Excerpts of pointing data:

-*-

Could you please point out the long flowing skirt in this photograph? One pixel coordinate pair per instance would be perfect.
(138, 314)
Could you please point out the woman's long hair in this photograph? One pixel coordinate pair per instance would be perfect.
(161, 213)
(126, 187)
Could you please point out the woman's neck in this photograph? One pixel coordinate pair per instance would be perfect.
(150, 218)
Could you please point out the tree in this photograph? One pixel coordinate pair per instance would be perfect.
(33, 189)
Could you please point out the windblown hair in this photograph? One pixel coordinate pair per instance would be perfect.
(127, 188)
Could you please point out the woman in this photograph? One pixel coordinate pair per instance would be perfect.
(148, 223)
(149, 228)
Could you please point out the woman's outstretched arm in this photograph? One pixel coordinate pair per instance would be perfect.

-*-

**Requirements:** Write out the whole listing again. Match it word for word.

**Solution below:**
Could you please point out the long flowing skirt in this photograph? One pixel coordinate pair per instance would be perfect.
(138, 314)
Could you please point out the woman's long hair in this photograph? One pixel coordinate pair per instance would be perfect.
(161, 213)
(126, 187)
Could you please point out the woman's neck in this photograph? One pixel coordinate pair per instance would be perfect.
(150, 218)
Could you please point out the tree in this photograph? One pixel coordinate pair per instance would be perfect.
(33, 189)
Could you please point out the windblown hair in this photograph? One pixel coordinate pair per instance would be perfect.
(127, 188)
Could you please point out the woman in this photograph? One pixel coordinate pair per instance would be perfect.
(148, 223)
(149, 228)
Could you please point out the woman's outstretched arm in this photograph? One pixel coordinate pair per instance would be perfect.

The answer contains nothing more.